What the task requires: Within the listing below, how many lines include the string "white"? Reply with only the number.

Data for analysis:
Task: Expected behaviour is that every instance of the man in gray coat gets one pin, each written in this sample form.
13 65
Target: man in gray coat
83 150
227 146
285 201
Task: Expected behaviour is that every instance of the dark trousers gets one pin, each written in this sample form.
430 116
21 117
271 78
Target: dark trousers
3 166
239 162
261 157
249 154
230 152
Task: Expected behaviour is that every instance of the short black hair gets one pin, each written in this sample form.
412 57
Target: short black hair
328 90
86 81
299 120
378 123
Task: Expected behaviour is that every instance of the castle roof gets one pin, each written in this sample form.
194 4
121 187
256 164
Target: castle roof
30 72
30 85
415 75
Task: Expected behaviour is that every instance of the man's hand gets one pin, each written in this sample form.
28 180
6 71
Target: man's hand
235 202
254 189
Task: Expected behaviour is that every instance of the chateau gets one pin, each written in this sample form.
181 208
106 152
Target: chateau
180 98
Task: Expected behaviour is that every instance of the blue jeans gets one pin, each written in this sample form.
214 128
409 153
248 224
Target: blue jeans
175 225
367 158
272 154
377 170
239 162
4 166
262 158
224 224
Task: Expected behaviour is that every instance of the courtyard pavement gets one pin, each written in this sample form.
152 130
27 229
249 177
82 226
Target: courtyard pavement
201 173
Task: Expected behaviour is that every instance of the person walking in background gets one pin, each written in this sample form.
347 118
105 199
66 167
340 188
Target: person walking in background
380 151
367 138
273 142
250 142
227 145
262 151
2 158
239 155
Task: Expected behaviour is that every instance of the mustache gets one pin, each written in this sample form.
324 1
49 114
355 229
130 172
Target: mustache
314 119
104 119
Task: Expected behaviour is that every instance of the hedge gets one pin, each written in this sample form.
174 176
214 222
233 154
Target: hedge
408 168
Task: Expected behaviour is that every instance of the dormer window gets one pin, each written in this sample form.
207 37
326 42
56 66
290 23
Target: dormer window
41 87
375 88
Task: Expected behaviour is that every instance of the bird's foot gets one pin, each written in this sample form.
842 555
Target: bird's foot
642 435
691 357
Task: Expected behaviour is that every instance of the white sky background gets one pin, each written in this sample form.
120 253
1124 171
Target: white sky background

Exercise answer: 2